Request: Print every item below word for word, with no changes.

Extracts from a box-labeled dataset
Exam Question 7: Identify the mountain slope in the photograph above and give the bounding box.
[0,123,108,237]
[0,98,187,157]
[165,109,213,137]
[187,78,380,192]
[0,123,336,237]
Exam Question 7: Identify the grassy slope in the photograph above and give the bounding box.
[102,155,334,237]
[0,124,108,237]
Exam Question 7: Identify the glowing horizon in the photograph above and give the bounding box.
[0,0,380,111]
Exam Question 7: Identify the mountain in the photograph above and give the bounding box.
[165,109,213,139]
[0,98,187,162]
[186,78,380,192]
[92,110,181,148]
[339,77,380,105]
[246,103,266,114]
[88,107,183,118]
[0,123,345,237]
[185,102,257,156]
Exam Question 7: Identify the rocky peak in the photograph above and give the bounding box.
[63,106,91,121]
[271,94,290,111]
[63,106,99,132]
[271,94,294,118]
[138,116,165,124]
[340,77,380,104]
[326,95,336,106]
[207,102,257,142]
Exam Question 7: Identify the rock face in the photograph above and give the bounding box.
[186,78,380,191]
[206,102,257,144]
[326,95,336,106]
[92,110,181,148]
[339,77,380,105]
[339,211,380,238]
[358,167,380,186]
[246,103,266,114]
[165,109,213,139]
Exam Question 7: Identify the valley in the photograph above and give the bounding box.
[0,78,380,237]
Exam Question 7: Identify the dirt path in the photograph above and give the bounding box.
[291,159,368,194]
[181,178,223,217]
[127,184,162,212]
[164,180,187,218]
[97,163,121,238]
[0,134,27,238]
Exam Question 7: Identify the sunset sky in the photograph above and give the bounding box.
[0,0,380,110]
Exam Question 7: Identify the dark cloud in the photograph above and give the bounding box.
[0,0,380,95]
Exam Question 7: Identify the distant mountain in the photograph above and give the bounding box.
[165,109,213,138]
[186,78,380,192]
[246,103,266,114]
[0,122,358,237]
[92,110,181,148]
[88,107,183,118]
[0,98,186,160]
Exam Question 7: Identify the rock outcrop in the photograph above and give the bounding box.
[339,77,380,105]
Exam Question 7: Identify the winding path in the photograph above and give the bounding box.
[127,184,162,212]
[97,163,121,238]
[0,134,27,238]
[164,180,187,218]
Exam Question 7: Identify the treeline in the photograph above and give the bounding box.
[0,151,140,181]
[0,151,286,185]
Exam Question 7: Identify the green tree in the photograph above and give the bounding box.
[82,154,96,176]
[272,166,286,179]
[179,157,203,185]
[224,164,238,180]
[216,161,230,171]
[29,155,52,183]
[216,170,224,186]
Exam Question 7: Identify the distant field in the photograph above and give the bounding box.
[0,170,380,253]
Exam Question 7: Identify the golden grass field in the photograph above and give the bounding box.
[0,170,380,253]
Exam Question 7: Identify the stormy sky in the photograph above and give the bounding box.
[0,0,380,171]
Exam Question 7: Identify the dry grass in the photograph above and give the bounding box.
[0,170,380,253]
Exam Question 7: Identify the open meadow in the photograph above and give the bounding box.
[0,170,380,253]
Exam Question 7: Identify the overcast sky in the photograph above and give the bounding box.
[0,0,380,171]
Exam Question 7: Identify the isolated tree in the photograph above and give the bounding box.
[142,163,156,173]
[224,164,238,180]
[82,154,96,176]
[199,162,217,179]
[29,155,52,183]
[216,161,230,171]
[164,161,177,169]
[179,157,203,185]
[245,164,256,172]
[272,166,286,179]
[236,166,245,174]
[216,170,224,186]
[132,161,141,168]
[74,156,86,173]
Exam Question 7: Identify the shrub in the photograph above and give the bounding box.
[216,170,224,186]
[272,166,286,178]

Solution to this problem:
Exam Question 7: Identify the mountain slope in the photograph above and give the bounding box.
[0,123,108,237]
[0,98,187,157]
[165,109,213,137]
[187,78,380,192]
[0,123,336,237]
Exam Question 7: Identify the grassy slope in the photograph above and give the bounding box.
[102,155,334,237]
[0,124,108,237]
Exam Question 7: Identify the glowing horizon in the photograph above and give the bounding box.
[0,0,380,111]
Exam Question 7: Identify the mountain in the photograph above and give the bounding box.
[165,109,213,139]
[0,98,187,162]
[186,78,380,192]
[92,110,181,148]
[339,77,380,105]
[246,103,266,114]
[88,107,183,118]
[0,123,345,237]
[185,102,257,156]
Exam Question 7: Identify the rocky peak in the photograph above and give the bounding box.
[63,106,91,121]
[271,94,290,111]
[63,106,99,132]
[271,94,294,118]
[138,116,165,124]
[340,77,380,104]
[326,95,336,106]
[207,102,257,142]
Exam Question 7: Identify the rock face in the photograph above and give the bounding box.
[186,78,380,191]
[206,102,257,144]
[326,95,336,106]
[92,110,181,148]
[339,77,380,105]
[339,211,380,238]
[358,167,380,186]
[246,103,266,114]
[165,109,213,139]
Exam Question 7: Identify the valley in the photograph above and give the bounding box.
[0,78,380,237]
Exam Question 7: Identify the dirt path in the photograph above and give the bounding box.
[291,159,368,194]
[181,178,223,217]
[127,184,162,212]
[164,180,187,218]
[97,163,121,238]
[0,134,27,238]
Exam Question 7: Identify the sunset sky in the photograph above and give the bounding box.
[0,0,380,110]
Exam Question 7: Identify the dark cloud in the photograph above and give the bounding box.
[0,0,380,95]
Exam Question 7: Identify the distant mountain in the photograph above and give the bounding box.
[165,109,213,138]
[186,78,380,192]
[246,103,266,114]
[0,122,358,237]
[92,110,181,148]
[88,107,183,118]
[0,98,186,160]
Exam Question 7: Identify the rock outcrop in the photograph above and give the bounding box.
[339,77,380,105]
Exam Question 7: Identify the winding path in the photograph above and give the bounding box.
[127,184,162,212]
[97,163,121,238]
[0,134,27,238]
[164,180,187,218]
Exam Question 7: Identify the treeline in the photograph above and give the bounding box.
[0,151,140,181]
[0,151,286,185]
Exam Question 7: Identify the green tree in the photograph above and give the bounding box.
[82,154,96,176]
[272,166,286,179]
[179,157,203,185]
[224,164,238,180]
[216,161,230,171]
[29,155,52,183]
[216,170,224,186]
Exam Question 7: Identify the distant field in the photograph above and give the bounding box.
[0,170,380,253]
Exam Question 7: Identify the golden grass field in the photograph above and give the bounding box.
[0,170,380,253]
Exam Question 7: Identify the stormy sky in the photograph above and give the bounding box.
[0,0,380,171]
Exam Question 7: Identify the dry grass in the photograph above and give the bounding box.
[0,170,380,253]
Exam Question 7: Identify the open meadow in the photograph above and give the bounding box.
[0,170,380,253]
Exam Question 7: Identify the overcast sky in the photograph above and give the bounding box.
[0,0,380,171]
Exam Question 7: Identify the isolated tree in the photograph above and give the bounding box.
[142,163,156,173]
[224,164,238,180]
[82,154,96,176]
[199,162,217,179]
[29,155,52,183]
[216,161,230,171]
[164,161,177,169]
[179,157,203,185]
[245,164,256,172]
[272,166,286,179]
[236,166,245,174]
[216,170,224,186]
[132,161,141,168]
[74,156,86,173]
Exam Question 7: Identify the shrub in the photograph above and give the bounding box.
[216,170,224,186]
[272,166,286,178]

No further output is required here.